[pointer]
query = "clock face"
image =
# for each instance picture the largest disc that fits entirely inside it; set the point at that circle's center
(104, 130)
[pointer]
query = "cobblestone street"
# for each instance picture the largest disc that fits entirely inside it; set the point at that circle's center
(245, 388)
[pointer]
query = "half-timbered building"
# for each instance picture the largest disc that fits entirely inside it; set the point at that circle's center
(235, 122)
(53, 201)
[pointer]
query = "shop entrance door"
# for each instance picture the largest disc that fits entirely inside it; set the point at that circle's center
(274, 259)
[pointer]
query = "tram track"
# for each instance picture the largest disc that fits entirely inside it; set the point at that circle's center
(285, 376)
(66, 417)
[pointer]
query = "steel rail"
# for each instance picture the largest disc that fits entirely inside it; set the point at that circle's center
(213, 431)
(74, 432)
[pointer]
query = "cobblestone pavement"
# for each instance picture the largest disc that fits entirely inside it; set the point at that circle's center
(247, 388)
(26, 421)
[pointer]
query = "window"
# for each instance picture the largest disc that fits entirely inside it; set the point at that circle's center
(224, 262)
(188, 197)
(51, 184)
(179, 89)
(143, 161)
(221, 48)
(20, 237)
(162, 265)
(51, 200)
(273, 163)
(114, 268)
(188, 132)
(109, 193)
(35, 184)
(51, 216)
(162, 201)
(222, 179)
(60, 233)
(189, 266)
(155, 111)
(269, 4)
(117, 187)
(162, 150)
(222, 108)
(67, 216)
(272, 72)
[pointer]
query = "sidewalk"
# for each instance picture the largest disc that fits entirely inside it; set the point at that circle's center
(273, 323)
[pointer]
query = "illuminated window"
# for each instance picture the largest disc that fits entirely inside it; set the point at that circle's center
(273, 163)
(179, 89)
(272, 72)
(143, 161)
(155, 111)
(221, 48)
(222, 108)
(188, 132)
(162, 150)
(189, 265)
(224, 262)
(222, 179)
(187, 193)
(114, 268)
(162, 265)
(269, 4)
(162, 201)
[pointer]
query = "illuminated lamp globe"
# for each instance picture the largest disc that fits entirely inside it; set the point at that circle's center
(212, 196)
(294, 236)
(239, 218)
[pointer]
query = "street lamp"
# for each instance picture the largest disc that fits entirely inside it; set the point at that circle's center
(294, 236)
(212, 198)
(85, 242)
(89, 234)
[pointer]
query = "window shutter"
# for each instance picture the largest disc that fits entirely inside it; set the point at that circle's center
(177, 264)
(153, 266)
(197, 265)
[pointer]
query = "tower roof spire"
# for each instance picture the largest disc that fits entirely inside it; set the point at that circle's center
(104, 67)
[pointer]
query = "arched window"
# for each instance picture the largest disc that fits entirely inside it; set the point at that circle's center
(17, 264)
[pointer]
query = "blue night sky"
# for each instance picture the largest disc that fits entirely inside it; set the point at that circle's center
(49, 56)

## Problem requirements
Copy out every line in the records where the word "cobblestone" is found.

## Result
query = "cobblestone street"
query = "cobblestone pavement"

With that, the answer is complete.